Input material:
++++

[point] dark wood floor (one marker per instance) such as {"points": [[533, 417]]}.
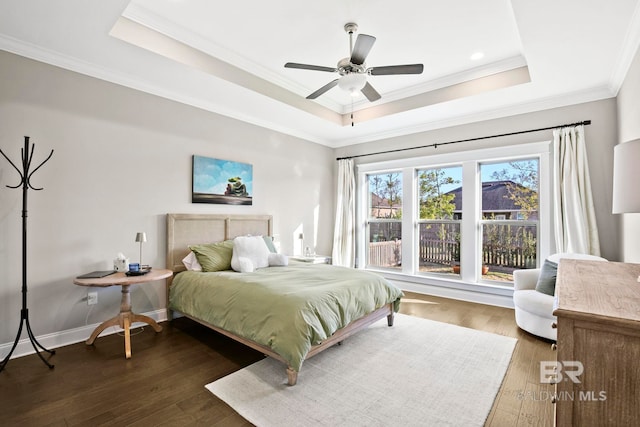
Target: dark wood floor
{"points": [[163, 383]]}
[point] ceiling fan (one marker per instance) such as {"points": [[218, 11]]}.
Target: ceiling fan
{"points": [[353, 70]]}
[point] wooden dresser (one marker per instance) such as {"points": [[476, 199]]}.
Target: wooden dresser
{"points": [[598, 310]]}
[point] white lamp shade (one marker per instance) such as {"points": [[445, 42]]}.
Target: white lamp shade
{"points": [[626, 177], [352, 82]]}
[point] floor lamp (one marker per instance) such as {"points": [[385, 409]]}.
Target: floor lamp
{"points": [[626, 176]]}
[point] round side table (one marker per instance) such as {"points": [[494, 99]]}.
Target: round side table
{"points": [[125, 317]]}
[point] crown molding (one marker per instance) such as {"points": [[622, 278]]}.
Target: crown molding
{"points": [[630, 47]]}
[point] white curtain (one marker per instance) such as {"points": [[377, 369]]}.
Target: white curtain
{"points": [[574, 215], [344, 233]]}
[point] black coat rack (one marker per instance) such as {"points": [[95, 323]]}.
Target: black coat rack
{"points": [[25, 183]]}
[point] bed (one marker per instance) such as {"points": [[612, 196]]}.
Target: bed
{"points": [[289, 313]]}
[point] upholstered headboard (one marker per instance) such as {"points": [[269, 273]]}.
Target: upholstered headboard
{"points": [[190, 229]]}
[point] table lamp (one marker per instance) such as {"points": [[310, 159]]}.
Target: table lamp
{"points": [[626, 176], [141, 237]]}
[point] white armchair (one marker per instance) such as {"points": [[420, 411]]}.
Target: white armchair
{"points": [[534, 310]]}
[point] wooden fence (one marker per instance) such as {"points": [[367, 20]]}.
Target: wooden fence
{"points": [[389, 254]]}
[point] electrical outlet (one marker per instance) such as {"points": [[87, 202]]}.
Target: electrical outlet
{"points": [[92, 298]]}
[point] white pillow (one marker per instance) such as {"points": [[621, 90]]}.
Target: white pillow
{"points": [[278, 260], [191, 262], [254, 251]]}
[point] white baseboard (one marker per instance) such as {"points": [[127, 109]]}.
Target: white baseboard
{"points": [[70, 336], [500, 300]]}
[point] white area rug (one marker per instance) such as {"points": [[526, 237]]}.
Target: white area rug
{"points": [[416, 373]]}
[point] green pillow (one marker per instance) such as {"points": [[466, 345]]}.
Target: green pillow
{"points": [[214, 256], [547, 279]]}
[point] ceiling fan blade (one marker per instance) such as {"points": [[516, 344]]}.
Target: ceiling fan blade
{"points": [[364, 43], [323, 89], [397, 69], [310, 67], [371, 94]]}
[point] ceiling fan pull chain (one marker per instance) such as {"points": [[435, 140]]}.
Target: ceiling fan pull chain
{"points": [[351, 112]]}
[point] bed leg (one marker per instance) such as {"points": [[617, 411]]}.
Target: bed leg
{"points": [[292, 376], [390, 319]]}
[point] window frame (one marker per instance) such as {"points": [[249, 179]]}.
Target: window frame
{"points": [[471, 207]]}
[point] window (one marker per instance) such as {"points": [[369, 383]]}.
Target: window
{"points": [[471, 217], [509, 217], [439, 213], [384, 221]]}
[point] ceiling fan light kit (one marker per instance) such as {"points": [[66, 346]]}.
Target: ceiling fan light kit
{"points": [[353, 70], [352, 83]]}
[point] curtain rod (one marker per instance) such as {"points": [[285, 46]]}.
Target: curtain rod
{"points": [[437, 144]]}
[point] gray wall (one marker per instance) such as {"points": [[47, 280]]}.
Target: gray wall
{"points": [[122, 161], [629, 129], [601, 136]]}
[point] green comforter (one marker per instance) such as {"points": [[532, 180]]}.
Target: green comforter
{"points": [[287, 309]]}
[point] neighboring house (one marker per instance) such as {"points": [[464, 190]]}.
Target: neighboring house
{"points": [[381, 208], [496, 202]]}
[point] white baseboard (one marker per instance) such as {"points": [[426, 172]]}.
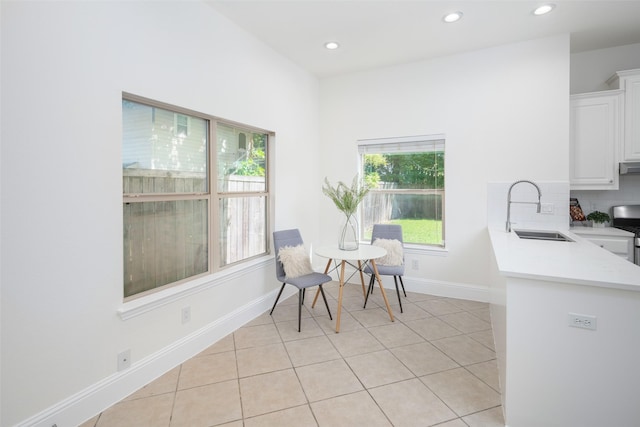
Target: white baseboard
{"points": [[89, 402]]}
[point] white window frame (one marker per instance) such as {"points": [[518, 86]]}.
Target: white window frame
{"points": [[212, 196], [406, 144]]}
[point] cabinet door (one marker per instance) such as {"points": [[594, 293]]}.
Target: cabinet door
{"points": [[595, 140], [631, 85]]}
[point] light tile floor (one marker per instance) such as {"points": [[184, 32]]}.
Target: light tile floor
{"points": [[435, 365]]}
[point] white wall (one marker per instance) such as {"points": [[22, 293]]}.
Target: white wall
{"points": [[589, 73], [505, 114], [590, 70], [64, 67]]}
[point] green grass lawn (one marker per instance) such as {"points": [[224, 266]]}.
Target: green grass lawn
{"points": [[420, 231]]}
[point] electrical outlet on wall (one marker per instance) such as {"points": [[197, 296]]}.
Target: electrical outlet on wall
{"points": [[124, 359], [186, 315]]}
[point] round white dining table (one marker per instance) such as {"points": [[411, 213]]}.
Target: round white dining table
{"points": [[363, 255]]}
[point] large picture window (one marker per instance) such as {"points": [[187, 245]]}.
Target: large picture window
{"points": [[406, 177], [195, 194]]}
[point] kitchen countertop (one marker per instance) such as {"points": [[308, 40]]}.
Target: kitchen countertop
{"points": [[580, 262], [611, 231]]}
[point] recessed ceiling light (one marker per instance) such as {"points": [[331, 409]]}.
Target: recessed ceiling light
{"points": [[544, 9], [452, 17]]}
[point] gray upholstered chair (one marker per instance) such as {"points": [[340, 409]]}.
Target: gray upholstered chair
{"points": [[391, 232], [291, 239]]}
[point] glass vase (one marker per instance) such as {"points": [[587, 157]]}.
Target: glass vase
{"points": [[348, 240]]}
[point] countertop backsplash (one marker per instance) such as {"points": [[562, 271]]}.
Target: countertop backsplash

++++

The task: Reproduce all of the entries above, substituting "pin" for every occurrence of "marker" and keeping everything else unchanged. Leave the pictures out of your output.

Exercise result:
[point] dark wood floor (one pin per instance) such as {"points": [[533, 417]]}.
Target: dark wood floor
{"points": [[163, 383]]}
[point] ceiling fan (one pin per instance) such as {"points": [[218, 11]]}.
Target: ceiling fan
{"points": [[353, 70]]}
[point] wooden dresser (one pin per instance) such as {"points": [[476, 199]]}.
Target: wooden dresser
{"points": [[598, 310]]}
[point] white lamp shade (one pin per instance) such as {"points": [[445, 42]]}.
Target: white lamp shade
{"points": [[626, 177], [352, 82]]}
[point] floor lamp (one pin per instance) such as {"points": [[385, 409]]}.
Target: floor lamp
{"points": [[626, 176]]}
[point] round side table (one pin per instance) such as {"points": [[494, 99]]}.
Target: round side table
{"points": [[125, 317]]}
[point] crown molding (one pin per instance) such as {"points": [[622, 278]]}.
Target: crown molding
{"points": [[630, 47]]}
[point] white curtain (one pin per instance) such as {"points": [[377, 369]]}.
Target: white curtain
{"points": [[574, 215], [344, 233]]}
[point] black coat rack (one pin per instance) such as {"points": [[95, 323]]}.
Target: black coat rack
{"points": [[25, 183]]}
[point] bed (one pin per instance) such as {"points": [[612, 196]]}.
Target: bed
{"points": [[289, 313]]}
[point] upholstered headboard (one pin per instance) such as {"points": [[269, 273]]}.
Target: upholstered headboard
{"points": [[190, 229]]}
[point] table lamp (one pin per instance) such as {"points": [[310, 159]]}.
Target: table lamp
{"points": [[626, 176], [141, 237]]}
[point] white armchair (one pin per instance) such as {"points": [[420, 411]]}.
Target: white armchair
{"points": [[534, 310]]}
[point] wooden fence (one pin per instance) such as {"points": [[367, 20]]}.
Target: wooden fence
{"points": [[389, 254]]}
[point] electrical outlet (one pin per instance) such as {"points": [[87, 202]]}.
Target: electrical outlet
{"points": [[92, 298]]}
[point] white pillow (one pin per instance) such as {"points": [[621, 90]]}.
Target: white pillow
{"points": [[278, 260], [191, 262], [254, 251]]}
[point] white baseboard (one pin per instance) such as {"points": [[127, 109]]}.
Target: white baseboard
{"points": [[70, 336], [500, 300]]}
[point] white area rug (one pin per instance) such as {"points": [[526, 237]]}.
Target: white area rug
{"points": [[416, 373]]}
[point] green pillow (one pin per instance) such as {"points": [[466, 345]]}.
Target: green pillow
{"points": [[214, 256], [547, 279]]}
[point] ceiling fan blade (one pin per instance) such as {"points": [[516, 344]]}.
Target: ceiling fan blade
{"points": [[364, 43], [323, 89], [397, 69], [310, 67], [371, 94]]}
[point] ceiling fan pull chain (one pin per instance) such as {"points": [[435, 140]]}.
Target: ceiling fan pull chain
{"points": [[351, 112]]}
[point] bed leg (one pin per instance) such as {"points": [[617, 411]]}.
Target: bed leg
{"points": [[292, 376], [390, 319]]}
[point] window frame (one pin per instance) such as {"points": [[249, 179]]}.
Target: window frame
{"points": [[471, 207]]}
[point] window (one pin per instance) such as {"points": [[369, 383]]}.
Target: window
{"points": [[471, 217], [509, 217], [439, 213], [384, 221]]}
[point] ceiling fan light kit (one pin per instance) such as {"points": [[66, 346]]}.
Target: ceiling fan light kit
{"points": [[353, 70], [352, 83]]}
[point] curtain rod (one pin per instance) such as {"points": [[285, 46]]}.
Target: curtain rod
{"points": [[437, 144]]}
[point] gray wall (one pin per instance) such as {"points": [[47, 280]]}.
Target: gray wall
{"points": [[122, 161], [629, 129], [601, 136]]}
[point] green comforter (one pin per instance) such as {"points": [[532, 180]]}.
Target: green comforter
{"points": [[287, 309]]}
[point] neighboring house (one pin per instance) such as {"points": [[464, 190]]}.
Target: neighboring house
{"points": [[381, 208], [496, 202]]}
[point] white baseboard (one pin per instance) such as {"points": [[426, 172]]}.
Target: white baseboard
{"points": [[89, 402]]}
[point] white window frame (one pin per instance) such as {"points": [[518, 86]]}.
Target: white window frame
{"points": [[212, 196], [406, 144]]}
[point] cabinet door (one pin per instance) such as {"points": [[594, 293]]}.
Target: cabinet door
{"points": [[595, 140], [631, 85]]}
[point] light tile floor (one pin per instance) such as {"points": [[184, 32]]}.
Target: light tile floor
{"points": [[435, 365]]}
[point] white wall (one pin per instance) such as {"points": [[22, 293]]}.
Target: white wall
{"points": [[589, 73], [505, 114], [590, 70], [64, 67]]}
[point] green grass lawn (one pin per instance) such as {"points": [[224, 266]]}.
Target: green grass lawn
{"points": [[420, 231]]}
[point] electrical outlet on wall (one pin per instance) such as {"points": [[197, 296]]}.
Target: electrical outlet on wall
{"points": [[124, 359], [186, 315]]}
[point] round white dining table (one pin per instance) such as {"points": [[411, 213]]}.
Target: round white dining table
{"points": [[363, 255]]}
[point] large picture window (one pin per instance) such as {"points": [[187, 245]]}.
Target: large picture window
{"points": [[406, 177], [195, 194]]}
[point] kitchen countertop (one pin per instance) such as {"points": [[308, 40]]}.
Target: kitchen countertop
{"points": [[580, 262], [611, 231]]}
[point] recessed ceiling light (one pin per instance) such as {"points": [[331, 409]]}.
Target: recessed ceiling light
{"points": [[544, 9], [452, 17]]}
[point] gray upholstered chair (one pin per instance) such as {"points": [[340, 409]]}.
Target: gray upholstered chair
{"points": [[391, 232], [291, 239]]}
[point] glass vase (one pin per instance) such as {"points": [[587, 157]]}.
Target: glass vase
{"points": [[348, 240]]}
[point] countertop backsplash (one pin per instance) such as {"points": [[562, 271]]}.
Target: countertop backsplash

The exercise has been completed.